> WHAT IS BEING ASKED: Provide the count of lines below that include the word "cardigan", without any accompanying remarks.

○ ○ ○

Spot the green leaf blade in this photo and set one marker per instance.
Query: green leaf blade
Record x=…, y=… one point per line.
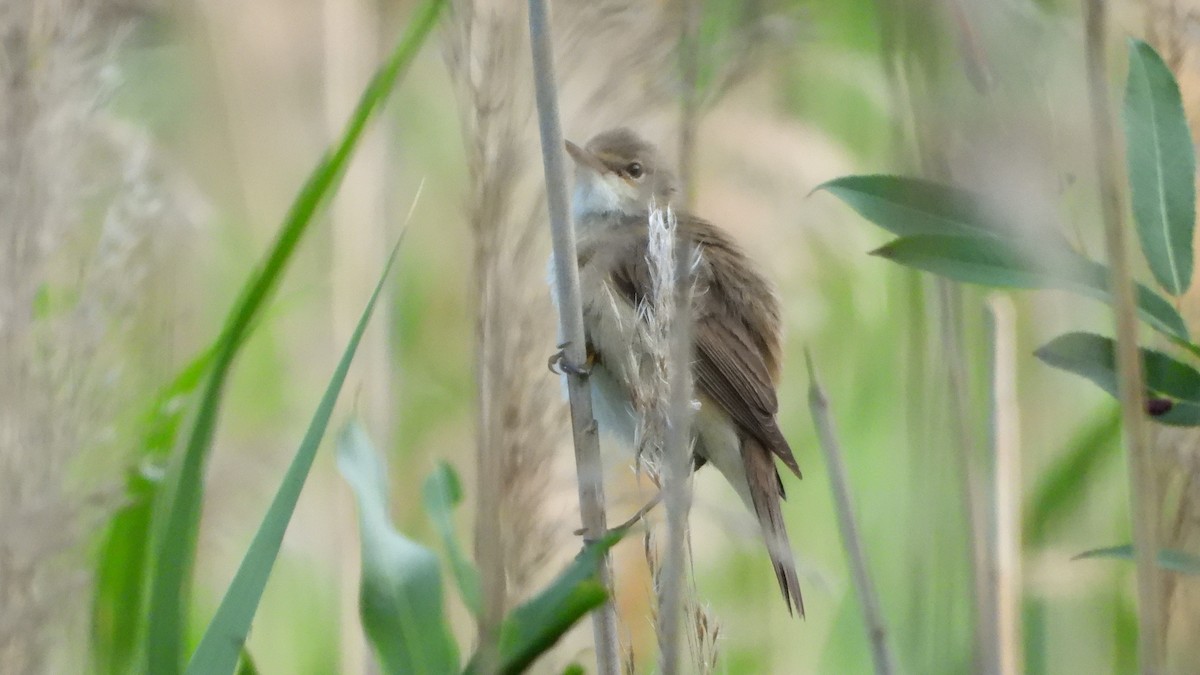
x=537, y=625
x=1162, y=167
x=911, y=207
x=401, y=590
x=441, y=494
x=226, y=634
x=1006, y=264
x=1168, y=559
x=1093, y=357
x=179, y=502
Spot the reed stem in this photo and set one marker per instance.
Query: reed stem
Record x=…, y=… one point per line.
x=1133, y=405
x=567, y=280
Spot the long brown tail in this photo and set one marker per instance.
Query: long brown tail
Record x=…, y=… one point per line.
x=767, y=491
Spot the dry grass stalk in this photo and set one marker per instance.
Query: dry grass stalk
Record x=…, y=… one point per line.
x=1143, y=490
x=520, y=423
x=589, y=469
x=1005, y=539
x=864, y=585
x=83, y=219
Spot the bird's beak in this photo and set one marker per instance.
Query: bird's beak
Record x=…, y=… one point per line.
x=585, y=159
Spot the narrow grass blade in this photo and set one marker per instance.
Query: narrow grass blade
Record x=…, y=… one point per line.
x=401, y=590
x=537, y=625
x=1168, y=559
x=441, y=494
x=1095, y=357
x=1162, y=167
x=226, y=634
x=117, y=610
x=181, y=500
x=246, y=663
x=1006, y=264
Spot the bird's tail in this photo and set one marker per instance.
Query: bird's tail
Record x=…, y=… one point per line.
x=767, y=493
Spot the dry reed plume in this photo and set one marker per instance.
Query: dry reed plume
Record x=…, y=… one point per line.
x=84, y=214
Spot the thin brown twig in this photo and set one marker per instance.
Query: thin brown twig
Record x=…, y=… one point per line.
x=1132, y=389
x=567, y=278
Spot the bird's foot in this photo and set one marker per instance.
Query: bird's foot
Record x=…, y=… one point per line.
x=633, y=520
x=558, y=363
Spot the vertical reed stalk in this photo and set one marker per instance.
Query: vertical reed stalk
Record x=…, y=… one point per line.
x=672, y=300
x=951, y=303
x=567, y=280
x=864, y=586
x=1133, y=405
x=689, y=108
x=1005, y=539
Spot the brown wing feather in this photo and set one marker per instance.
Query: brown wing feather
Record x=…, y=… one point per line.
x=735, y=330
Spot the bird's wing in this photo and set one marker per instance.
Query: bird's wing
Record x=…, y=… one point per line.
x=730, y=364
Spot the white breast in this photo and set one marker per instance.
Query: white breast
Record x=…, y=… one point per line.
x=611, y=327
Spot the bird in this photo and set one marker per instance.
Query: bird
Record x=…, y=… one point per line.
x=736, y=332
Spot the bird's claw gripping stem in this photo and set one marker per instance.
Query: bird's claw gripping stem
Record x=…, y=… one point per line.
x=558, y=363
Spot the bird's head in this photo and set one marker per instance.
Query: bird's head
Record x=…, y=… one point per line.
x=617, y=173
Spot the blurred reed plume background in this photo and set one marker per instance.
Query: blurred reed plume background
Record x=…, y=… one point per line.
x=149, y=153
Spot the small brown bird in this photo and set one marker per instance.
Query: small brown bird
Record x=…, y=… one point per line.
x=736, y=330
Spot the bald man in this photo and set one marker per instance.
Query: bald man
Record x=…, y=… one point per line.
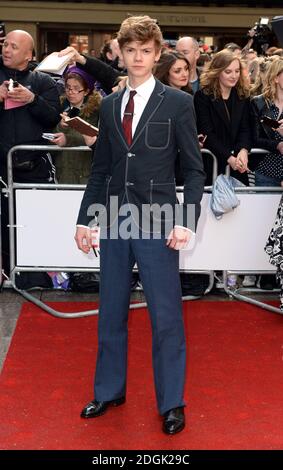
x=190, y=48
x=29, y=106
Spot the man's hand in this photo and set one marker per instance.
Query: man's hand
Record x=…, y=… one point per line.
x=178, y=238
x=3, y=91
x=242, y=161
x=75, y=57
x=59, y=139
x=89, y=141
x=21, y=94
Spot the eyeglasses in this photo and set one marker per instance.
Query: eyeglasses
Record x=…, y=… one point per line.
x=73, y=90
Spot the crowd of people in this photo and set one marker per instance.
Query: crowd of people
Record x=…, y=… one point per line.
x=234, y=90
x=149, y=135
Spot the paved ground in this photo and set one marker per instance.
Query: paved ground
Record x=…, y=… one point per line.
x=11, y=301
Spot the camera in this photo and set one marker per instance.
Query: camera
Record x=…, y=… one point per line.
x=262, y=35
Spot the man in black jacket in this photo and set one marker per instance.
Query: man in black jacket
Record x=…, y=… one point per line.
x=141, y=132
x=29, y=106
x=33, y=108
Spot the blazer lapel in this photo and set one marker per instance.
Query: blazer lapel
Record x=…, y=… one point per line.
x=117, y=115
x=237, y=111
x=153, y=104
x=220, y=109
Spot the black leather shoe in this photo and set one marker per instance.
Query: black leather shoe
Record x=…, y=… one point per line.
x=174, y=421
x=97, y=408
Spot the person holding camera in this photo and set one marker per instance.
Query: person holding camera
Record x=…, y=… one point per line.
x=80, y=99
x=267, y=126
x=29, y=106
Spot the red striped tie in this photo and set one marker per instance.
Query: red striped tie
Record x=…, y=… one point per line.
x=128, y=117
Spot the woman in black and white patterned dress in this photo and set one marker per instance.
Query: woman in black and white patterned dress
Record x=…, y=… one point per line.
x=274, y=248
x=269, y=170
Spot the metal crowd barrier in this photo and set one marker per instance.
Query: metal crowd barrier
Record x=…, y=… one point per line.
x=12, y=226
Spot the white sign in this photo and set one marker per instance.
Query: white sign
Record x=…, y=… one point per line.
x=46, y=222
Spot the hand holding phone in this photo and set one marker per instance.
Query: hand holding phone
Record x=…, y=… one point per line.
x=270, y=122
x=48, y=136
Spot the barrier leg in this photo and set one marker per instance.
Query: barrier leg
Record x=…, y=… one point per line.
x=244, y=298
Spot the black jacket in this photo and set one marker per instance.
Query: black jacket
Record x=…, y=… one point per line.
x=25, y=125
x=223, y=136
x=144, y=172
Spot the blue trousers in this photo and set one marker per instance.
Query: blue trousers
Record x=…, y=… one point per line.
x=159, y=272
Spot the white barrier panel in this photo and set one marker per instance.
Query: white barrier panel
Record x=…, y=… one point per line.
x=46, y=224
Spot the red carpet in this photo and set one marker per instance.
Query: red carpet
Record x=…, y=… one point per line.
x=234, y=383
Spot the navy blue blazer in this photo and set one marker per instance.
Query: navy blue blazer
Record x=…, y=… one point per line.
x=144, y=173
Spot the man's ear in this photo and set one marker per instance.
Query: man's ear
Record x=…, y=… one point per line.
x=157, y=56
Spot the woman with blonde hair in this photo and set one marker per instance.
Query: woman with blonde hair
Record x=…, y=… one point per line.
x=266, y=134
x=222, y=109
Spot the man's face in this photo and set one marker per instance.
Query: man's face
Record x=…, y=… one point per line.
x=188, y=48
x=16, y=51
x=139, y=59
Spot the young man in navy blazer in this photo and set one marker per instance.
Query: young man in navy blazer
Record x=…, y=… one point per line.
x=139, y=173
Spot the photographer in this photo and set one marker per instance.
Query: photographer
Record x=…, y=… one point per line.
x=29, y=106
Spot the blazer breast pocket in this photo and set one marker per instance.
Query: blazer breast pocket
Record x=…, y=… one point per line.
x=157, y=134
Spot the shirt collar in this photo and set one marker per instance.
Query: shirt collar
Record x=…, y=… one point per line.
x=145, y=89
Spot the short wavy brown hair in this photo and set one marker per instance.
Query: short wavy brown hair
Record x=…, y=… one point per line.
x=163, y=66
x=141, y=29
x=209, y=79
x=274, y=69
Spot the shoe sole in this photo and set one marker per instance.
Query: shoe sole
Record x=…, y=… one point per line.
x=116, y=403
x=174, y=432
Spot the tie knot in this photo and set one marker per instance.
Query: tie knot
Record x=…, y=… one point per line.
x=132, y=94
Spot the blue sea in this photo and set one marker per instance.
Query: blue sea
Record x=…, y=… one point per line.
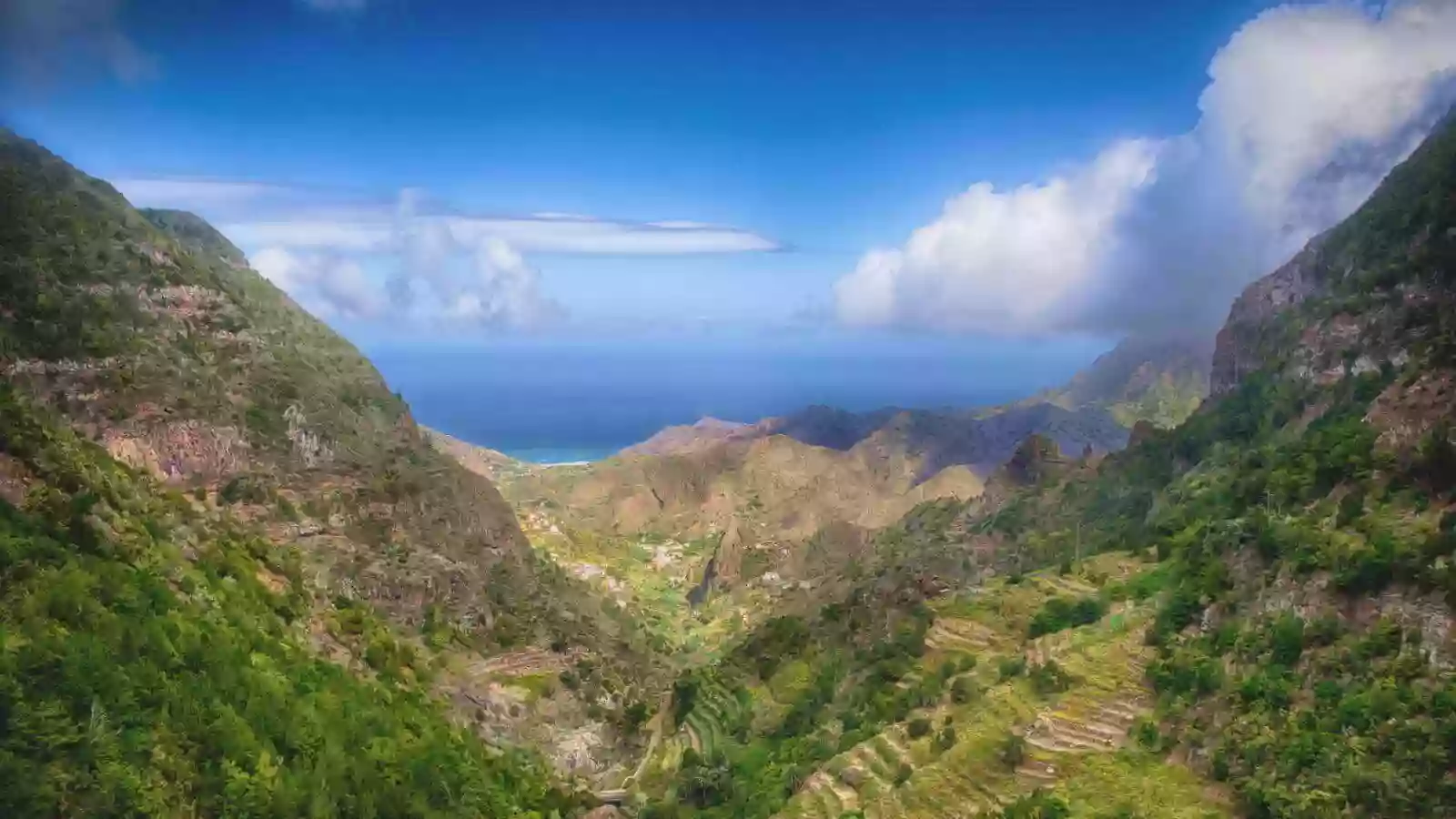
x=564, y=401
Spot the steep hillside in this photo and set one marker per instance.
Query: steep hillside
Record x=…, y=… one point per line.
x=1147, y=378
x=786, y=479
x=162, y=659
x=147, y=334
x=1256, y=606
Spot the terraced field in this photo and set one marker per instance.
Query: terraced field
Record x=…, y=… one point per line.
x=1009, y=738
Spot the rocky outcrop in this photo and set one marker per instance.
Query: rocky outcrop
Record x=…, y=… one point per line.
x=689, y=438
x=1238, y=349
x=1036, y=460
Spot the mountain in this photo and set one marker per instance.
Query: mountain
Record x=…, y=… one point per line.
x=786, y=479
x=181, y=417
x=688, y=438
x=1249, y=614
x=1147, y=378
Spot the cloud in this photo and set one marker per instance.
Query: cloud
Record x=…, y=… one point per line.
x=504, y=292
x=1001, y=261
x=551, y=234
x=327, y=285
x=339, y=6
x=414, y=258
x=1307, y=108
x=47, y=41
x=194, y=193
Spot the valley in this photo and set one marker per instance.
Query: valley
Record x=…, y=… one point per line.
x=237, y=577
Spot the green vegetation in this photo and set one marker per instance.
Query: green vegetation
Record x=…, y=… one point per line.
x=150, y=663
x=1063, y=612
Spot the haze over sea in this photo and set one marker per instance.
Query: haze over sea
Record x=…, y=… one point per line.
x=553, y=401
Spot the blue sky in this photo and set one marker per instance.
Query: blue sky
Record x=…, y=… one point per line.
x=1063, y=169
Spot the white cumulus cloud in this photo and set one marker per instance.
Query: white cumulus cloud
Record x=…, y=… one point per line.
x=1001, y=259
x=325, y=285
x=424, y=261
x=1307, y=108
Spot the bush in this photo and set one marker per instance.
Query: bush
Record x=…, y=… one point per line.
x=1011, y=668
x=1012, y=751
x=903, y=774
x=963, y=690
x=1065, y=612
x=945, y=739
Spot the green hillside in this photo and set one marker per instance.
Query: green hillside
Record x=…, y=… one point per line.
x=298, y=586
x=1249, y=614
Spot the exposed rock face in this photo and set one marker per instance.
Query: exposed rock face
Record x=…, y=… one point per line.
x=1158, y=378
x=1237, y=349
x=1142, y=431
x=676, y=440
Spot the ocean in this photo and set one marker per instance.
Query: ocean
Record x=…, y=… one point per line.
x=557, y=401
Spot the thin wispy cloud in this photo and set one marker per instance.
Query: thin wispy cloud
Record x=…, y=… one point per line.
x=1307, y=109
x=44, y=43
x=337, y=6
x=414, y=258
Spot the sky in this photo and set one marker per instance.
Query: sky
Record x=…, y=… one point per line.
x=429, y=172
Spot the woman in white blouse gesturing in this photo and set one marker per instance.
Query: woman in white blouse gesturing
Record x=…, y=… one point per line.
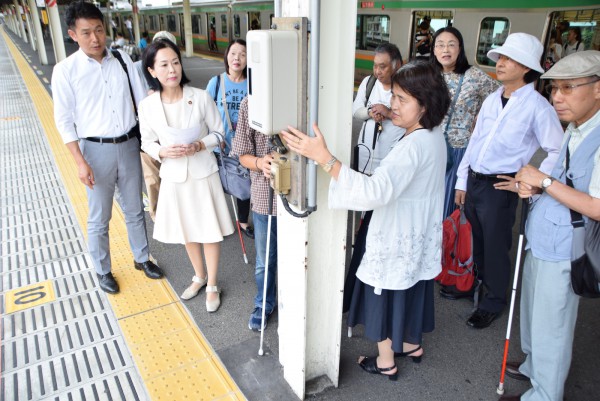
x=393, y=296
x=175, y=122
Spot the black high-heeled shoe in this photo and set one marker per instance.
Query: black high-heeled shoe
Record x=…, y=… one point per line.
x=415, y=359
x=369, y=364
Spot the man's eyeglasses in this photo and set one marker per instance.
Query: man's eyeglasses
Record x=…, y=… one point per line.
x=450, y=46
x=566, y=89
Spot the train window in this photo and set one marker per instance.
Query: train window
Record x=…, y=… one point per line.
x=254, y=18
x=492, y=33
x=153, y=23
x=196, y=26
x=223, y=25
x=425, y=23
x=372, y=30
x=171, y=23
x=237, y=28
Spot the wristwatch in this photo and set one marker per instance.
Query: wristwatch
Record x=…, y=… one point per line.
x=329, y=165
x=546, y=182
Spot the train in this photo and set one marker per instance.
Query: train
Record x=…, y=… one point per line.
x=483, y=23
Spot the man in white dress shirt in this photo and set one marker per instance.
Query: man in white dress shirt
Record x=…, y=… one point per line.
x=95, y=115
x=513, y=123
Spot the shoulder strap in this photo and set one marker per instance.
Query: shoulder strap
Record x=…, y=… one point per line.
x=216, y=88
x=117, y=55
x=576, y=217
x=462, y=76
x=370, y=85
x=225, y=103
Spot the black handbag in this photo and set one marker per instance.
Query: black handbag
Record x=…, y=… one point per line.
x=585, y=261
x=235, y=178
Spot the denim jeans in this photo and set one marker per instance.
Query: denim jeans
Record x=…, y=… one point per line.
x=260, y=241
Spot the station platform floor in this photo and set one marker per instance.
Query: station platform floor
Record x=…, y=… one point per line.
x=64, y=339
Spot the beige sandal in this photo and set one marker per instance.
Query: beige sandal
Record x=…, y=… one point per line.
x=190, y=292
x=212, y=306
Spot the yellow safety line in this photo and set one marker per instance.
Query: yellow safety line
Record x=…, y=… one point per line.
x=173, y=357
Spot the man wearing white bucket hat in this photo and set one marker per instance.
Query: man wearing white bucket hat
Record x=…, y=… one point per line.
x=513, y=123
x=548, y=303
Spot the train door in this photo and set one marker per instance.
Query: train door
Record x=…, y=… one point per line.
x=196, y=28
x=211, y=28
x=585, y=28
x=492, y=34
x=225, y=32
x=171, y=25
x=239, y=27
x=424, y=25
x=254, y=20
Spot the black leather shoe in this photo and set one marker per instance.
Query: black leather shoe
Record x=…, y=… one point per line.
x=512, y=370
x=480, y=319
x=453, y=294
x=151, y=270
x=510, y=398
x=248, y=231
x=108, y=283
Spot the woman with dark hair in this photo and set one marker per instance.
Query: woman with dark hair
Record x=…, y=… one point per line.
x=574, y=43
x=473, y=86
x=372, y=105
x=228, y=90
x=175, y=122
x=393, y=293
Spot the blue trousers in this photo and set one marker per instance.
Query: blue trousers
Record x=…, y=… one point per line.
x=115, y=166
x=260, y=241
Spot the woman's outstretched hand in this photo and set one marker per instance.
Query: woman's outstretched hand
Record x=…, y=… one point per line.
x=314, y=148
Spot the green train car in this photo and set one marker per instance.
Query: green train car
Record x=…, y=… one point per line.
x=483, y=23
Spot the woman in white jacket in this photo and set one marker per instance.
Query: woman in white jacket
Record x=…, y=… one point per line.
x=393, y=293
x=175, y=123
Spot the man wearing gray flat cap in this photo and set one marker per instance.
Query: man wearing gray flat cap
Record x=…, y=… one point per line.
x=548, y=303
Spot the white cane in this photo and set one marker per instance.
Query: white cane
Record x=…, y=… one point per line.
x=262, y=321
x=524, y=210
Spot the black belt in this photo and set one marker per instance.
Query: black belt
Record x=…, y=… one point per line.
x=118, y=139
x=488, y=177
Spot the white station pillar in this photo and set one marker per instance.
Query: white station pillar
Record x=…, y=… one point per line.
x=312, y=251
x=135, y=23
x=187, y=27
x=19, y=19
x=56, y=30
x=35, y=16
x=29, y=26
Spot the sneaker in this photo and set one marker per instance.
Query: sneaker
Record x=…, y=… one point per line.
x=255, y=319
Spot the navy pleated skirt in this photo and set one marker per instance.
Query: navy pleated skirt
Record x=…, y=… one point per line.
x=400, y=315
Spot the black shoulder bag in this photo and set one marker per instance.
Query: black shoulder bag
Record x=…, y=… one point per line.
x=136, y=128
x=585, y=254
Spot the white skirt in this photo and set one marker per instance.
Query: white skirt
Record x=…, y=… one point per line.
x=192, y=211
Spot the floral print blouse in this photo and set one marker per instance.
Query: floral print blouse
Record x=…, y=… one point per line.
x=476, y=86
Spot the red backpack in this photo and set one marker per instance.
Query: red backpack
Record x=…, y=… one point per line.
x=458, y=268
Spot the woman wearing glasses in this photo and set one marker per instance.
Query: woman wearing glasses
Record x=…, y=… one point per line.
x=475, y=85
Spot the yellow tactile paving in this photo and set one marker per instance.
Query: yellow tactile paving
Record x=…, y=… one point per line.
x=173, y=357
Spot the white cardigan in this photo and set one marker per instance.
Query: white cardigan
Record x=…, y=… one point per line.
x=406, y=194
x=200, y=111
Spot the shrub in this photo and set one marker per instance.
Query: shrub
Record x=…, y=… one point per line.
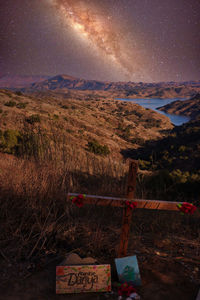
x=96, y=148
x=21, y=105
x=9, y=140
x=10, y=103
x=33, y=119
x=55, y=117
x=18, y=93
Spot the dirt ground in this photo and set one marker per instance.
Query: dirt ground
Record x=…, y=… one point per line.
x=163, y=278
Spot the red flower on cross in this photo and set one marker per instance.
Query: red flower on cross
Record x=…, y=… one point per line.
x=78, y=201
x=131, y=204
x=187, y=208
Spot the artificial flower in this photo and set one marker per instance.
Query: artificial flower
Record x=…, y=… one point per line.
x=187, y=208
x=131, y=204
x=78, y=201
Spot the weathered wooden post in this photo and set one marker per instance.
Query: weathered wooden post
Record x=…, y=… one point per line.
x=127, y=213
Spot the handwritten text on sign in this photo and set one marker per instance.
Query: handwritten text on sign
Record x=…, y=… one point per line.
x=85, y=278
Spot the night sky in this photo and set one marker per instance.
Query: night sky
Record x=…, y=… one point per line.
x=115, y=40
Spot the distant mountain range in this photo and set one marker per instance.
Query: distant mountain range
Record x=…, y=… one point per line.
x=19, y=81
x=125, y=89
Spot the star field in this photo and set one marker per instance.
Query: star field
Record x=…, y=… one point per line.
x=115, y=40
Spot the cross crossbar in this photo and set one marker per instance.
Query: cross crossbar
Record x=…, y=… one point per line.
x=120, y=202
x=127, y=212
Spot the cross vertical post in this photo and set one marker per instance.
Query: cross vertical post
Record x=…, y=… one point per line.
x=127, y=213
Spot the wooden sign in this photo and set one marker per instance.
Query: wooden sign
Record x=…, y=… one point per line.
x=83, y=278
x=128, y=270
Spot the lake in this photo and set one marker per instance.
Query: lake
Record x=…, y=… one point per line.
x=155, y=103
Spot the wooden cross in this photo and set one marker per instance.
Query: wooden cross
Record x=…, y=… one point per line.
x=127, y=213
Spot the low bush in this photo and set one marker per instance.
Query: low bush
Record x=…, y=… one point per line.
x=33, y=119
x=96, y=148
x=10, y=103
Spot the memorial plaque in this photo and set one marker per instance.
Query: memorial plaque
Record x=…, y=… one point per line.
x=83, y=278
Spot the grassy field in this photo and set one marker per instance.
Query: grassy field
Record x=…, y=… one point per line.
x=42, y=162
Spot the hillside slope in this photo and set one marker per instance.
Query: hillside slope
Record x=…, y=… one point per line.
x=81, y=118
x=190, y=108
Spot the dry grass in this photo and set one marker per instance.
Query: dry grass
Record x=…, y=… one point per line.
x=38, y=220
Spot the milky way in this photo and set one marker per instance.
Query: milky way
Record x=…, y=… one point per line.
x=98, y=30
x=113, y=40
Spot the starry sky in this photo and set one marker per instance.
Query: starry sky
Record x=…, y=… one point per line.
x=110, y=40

○ ○ ○

> EXERCISE RESPONSE: 2